▸ **Available data**
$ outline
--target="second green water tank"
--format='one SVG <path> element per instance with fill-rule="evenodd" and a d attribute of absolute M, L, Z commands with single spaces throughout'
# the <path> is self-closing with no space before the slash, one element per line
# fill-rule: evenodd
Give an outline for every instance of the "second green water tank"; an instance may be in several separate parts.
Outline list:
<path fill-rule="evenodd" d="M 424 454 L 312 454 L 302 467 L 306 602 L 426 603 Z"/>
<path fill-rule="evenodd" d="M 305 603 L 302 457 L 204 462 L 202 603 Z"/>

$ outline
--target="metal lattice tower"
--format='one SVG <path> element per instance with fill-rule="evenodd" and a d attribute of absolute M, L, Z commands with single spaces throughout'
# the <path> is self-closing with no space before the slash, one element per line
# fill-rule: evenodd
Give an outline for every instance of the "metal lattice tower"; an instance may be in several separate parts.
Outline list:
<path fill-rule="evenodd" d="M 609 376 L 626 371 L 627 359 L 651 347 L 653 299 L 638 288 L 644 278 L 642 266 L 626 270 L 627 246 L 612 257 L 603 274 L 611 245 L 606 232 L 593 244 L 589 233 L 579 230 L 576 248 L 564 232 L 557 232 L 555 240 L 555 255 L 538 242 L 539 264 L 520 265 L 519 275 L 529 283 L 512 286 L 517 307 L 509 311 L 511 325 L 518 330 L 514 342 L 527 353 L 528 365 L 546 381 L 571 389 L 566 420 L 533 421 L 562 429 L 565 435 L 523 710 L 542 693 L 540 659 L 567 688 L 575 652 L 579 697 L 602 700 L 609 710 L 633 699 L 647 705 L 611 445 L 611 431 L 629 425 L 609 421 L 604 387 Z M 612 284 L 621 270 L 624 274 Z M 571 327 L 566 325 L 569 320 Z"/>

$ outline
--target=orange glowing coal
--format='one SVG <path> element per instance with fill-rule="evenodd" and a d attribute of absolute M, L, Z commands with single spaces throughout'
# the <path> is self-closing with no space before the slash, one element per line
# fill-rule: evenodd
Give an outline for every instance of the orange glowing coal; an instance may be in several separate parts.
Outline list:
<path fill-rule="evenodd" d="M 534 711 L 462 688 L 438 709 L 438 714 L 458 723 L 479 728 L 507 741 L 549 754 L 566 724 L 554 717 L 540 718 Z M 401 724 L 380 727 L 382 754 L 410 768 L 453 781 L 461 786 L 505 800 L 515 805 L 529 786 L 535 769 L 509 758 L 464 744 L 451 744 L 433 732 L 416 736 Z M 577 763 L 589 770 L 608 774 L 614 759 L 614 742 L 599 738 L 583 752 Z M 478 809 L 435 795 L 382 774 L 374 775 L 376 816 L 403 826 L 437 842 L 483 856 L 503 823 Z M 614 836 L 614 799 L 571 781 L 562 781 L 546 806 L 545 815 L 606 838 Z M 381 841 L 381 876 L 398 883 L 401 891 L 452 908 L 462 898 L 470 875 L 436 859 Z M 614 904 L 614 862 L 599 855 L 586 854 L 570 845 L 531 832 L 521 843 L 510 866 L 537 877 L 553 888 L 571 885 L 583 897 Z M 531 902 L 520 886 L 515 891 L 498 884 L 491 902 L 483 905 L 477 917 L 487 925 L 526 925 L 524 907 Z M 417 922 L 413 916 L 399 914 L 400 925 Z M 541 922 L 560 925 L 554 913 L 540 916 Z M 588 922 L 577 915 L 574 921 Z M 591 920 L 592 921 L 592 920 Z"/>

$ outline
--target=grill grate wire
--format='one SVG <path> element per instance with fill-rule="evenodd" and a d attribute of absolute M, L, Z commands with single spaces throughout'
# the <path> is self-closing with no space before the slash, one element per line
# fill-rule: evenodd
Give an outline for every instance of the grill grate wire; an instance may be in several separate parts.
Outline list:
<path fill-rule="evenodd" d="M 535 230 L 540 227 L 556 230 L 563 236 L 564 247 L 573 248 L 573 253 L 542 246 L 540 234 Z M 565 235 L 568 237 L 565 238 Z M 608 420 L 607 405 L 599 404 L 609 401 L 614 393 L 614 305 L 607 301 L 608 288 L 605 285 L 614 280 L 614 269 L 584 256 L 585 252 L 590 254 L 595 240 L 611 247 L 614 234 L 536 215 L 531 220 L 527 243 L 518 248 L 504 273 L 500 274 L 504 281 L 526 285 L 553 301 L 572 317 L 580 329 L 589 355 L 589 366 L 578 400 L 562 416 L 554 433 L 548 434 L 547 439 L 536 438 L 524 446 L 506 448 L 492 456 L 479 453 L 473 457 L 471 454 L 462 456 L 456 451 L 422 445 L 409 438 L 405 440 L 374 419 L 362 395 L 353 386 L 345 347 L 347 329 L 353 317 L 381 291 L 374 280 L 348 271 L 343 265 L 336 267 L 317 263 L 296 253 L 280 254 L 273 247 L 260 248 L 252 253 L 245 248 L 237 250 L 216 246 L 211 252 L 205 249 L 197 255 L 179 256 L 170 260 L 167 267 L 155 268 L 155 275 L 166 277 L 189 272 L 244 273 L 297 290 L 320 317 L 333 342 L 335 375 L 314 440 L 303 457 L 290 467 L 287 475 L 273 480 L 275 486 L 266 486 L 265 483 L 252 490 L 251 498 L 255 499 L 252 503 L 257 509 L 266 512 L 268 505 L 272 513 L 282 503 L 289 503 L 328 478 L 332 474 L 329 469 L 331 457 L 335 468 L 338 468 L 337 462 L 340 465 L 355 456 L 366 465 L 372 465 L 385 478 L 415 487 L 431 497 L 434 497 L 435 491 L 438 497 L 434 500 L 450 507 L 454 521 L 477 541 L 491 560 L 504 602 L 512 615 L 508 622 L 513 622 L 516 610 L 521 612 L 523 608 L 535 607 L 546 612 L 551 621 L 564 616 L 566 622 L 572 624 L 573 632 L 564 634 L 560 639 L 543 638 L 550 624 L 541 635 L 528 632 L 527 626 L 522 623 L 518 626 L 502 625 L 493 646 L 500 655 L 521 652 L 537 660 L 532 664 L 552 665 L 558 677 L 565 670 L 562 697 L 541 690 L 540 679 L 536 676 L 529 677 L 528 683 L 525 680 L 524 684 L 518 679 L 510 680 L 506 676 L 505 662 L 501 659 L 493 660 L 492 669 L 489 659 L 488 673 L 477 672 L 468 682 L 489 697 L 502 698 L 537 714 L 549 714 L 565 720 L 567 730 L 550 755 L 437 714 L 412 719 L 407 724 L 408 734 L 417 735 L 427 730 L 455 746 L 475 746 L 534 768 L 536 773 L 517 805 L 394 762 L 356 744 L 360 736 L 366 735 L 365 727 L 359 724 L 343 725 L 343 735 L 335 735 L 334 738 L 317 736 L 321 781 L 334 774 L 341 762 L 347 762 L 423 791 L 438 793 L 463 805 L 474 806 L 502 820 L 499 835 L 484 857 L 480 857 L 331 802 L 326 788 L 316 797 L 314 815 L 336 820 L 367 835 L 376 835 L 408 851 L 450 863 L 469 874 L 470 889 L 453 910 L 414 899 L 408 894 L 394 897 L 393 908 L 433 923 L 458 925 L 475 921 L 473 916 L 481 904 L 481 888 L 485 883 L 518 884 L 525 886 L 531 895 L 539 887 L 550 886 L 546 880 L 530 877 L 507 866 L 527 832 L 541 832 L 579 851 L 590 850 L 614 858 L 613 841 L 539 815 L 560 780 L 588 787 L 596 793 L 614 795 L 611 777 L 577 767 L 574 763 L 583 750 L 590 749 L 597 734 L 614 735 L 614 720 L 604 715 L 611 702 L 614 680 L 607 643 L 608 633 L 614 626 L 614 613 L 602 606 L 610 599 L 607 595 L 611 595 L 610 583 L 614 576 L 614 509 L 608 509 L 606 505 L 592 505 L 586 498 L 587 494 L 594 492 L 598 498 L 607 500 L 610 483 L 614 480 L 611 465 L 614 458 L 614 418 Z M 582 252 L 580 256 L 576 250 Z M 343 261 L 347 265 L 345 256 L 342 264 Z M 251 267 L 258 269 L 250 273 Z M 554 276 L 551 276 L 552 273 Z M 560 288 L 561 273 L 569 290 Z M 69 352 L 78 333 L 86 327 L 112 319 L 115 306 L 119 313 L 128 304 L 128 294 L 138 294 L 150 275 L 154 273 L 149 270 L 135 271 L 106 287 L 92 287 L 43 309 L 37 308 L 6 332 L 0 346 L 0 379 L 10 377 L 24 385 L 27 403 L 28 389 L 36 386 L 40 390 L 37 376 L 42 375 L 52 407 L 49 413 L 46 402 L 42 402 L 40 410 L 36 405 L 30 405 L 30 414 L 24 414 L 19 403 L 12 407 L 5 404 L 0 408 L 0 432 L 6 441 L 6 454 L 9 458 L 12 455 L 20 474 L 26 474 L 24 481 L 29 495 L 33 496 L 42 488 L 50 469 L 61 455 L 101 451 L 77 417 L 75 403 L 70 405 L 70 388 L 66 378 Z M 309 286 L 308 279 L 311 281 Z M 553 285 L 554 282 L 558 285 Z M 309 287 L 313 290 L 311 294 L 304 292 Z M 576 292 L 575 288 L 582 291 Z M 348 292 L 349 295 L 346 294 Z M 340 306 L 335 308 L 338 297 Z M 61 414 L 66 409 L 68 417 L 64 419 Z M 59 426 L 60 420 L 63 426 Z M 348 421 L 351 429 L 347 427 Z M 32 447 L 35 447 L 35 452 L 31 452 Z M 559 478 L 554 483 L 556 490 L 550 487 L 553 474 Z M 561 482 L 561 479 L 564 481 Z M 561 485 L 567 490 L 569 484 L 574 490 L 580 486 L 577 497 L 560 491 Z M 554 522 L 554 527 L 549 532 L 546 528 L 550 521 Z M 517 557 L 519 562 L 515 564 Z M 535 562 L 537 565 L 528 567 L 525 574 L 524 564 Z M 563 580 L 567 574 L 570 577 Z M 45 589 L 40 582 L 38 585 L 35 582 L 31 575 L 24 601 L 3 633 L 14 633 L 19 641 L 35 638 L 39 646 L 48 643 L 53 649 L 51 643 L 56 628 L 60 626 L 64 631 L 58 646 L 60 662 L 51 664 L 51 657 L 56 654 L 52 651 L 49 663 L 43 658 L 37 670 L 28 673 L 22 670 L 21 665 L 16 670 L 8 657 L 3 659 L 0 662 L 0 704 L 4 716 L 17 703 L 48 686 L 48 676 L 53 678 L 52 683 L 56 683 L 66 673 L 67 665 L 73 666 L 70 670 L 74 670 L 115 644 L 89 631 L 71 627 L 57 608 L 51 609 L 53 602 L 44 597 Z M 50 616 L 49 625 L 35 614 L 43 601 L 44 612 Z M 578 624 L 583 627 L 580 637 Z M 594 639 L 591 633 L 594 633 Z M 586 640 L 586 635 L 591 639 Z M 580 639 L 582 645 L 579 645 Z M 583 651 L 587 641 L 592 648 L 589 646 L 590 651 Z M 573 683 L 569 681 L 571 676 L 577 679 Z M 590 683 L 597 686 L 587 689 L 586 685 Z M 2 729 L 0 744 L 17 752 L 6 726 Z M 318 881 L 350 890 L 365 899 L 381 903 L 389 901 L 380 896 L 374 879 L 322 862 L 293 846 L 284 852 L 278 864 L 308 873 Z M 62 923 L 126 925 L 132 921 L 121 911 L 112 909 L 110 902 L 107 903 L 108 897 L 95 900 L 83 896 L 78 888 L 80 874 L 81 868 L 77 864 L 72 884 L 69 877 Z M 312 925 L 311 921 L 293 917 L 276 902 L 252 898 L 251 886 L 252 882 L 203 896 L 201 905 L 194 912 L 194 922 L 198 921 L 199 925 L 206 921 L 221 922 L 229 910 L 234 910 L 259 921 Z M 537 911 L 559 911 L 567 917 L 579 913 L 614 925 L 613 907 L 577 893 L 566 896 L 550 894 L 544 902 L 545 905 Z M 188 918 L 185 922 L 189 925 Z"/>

▸ **Task requirements**
Scan the material above for the string "several". Return each line where it occurs.

▸ **Output of the task**
Give an outline for every instance of the "second green water tank"; an instance may be in several separate parts.
Give an outline for every instance of the "metal lattice tower"; an instance may be in several separate parts.
Give an outline for every instance of the orange glowing coal; an instance may be in several separate parts.
Give an outline for every instance of the grill grate wire; an instance may be in several separate parts.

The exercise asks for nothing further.